Exercise requirements:
Collect every line of the data below that contains the string "asphalt", and copy each one in full.
***** Given records *****
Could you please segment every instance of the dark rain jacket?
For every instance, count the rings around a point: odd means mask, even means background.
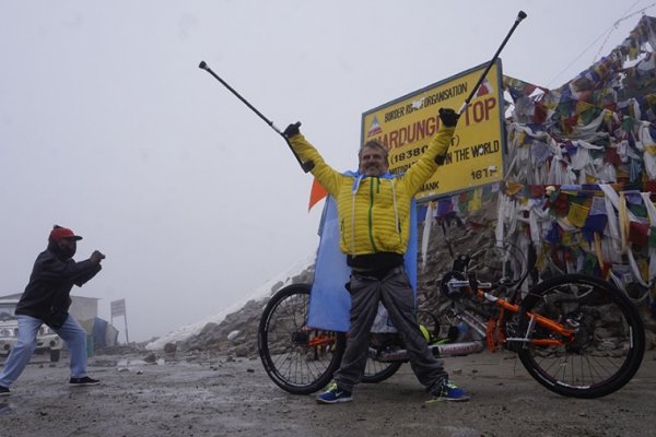
[[[82,286],[102,269],[91,260],[75,262],[50,250],[36,257],[30,283],[21,296],[15,314],[48,321],[52,314],[68,315],[73,285]]]

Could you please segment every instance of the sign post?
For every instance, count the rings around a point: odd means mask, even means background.
[[[389,150],[389,172],[402,174],[440,128],[441,107],[457,110],[488,64],[407,94],[362,115],[362,144],[378,140]],[[417,194],[419,201],[503,180],[504,101],[501,59],[490,68],[460,116],[445,164]]]
[[[128,315],[126,312],[126,299],[113,300],[109,303],[112,307],[112,324],[114,326],[114,317],[122,316],[124,322],[126,327],[126,343],[130,344],[130,339],[128,336]]]

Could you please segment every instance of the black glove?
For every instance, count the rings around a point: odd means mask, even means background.
[[[440,119],[447,128],[453,128],[458,123],[460,115],[450,108],[440,108]]]
[[[282,134],[285,138],[296,137],[298,133],[301,133],[301,131],[298,130],[300,127],[301,121],[296,121],[295,123],[288,126],[284,132],[282,132]]]

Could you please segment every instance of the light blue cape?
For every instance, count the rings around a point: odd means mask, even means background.
[[[362,175],[355,176],[353,190],[358,190]],[[394,176],[386,175],[386,178]],[[351,270],[347,256],[339,248],[339,218],[335,199],[328,196],[319,224],[319,247],[315,262],[315,277],[309,296],[307,324],[327,331],[348,332],[350,327],[351,296],[344,287]],[[417,303],[417,205],[410,205],[410,238],[405,255],[406,272],[414,290]]]

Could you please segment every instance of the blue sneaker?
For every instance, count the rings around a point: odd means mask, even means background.
[[[317,402],[319,403],[351,402],[352,400],[351,392],[340,390],[335,382],[328,386],[328,391],[325,391],[317,397]]]
[[[469,401],[469,394],[455,383],[446,380],[442,383],[442,389],[438,395],[434,395],[433,399],[426,401],[426,403],[433,402],[465,402]]]

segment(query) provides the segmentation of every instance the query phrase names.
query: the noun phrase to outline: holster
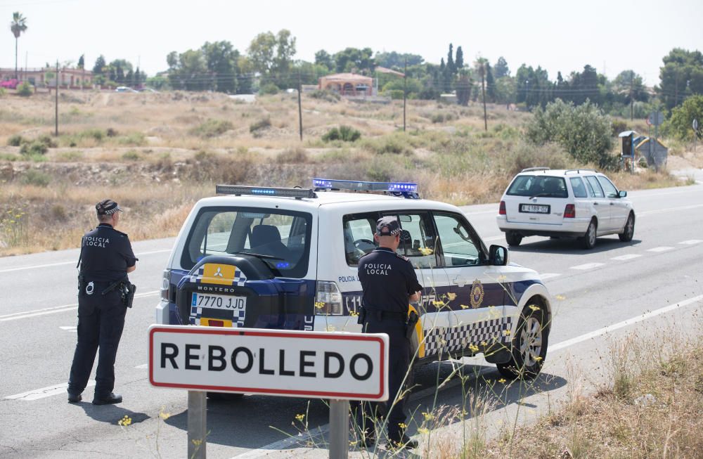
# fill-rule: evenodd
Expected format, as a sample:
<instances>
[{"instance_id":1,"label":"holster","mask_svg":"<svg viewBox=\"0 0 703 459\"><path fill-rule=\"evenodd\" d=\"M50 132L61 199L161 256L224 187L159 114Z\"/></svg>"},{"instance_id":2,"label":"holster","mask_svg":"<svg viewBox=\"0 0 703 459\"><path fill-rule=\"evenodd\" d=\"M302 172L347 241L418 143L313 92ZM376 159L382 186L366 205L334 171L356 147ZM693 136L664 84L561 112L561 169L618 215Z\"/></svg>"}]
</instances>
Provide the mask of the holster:
<instances>
[{"instance_id":1,"label":"holster","mask_svg":"<svg viewBox=\"0 0 703 459\"><path fill-rule=\"evenodd\" d=\"M420 320L420 316L414 311L411 311L408 315L408 321L405 324L405 336L410 340L415 335L415 325Z\"/></svg>"}]
</instances>

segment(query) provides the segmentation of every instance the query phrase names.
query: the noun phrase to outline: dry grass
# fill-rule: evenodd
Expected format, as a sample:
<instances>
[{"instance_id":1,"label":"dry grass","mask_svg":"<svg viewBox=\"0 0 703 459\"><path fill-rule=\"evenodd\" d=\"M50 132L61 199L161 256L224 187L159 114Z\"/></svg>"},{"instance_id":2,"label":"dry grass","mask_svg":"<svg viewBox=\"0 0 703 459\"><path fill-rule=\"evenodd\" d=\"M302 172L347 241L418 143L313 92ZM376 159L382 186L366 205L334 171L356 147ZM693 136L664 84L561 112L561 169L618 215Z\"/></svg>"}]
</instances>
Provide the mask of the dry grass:
<instances>
[{"instance_id":1,"label":"dry grass","mask_svg":"<svg viewBox=\"0 0 703 459\"><path fill-rule=\"evenodd\" d=\"M4 146L12 136L31 141L52 133L53 99L4 98L0 256L75 247L93 224L93 203L108 196L133 203L123 229L137 240L175 235L187 209L216 183L307 186L316 176L412 181L423 197L466 205L498 200L524 167L579 165L557 146L525 144L520 129L531 115L503 106L489 106L486 132L478 105L409 101L402 132L399 101L302 100L301 142L294 95L246 104L217 93L64 92L58 148L27 161L18 147ZM322 141L342 124L361 138ZM627 190L678 184L650 171L614 180ZM52 219L47 209L63 210ZM19 223L7 218L18 209L25 212Z\"/></svg>"}]
</instances>

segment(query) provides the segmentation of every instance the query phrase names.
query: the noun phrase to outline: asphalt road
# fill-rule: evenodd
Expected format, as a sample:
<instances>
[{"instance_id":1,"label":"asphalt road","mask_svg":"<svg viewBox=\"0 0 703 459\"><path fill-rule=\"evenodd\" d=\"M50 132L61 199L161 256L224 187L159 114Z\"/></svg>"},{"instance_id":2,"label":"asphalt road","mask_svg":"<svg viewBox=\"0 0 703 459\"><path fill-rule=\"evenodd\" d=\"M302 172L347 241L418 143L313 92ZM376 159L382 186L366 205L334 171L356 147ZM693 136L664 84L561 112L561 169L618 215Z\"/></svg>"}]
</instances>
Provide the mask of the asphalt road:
*****
Task answer:
query: the noun phrase to outline: asphalt road
[{"instance_id":1,"label":"asphalt road","mask_svg":"<svg viewBox=\"0 0 703 459\"><path fill-rule=\"evenodd\" d=\"M50 132L61 199L161 256L224 187L159 114Z\"/></svg>"},{"instance_id":2,"label":"asphalt road","mask_svg":"<svg viewBox=\"0 0 703 459\"><path fill-rule=\"evenodd\" d=\"M302 172L347 241L418 143L313 92ZM376 159L382 186L366 205L334 171L356 147ZM693 136L664 84L561 112L561 169L618 215Z\"/></svg>"}]
Provide the mask of the asphalt road:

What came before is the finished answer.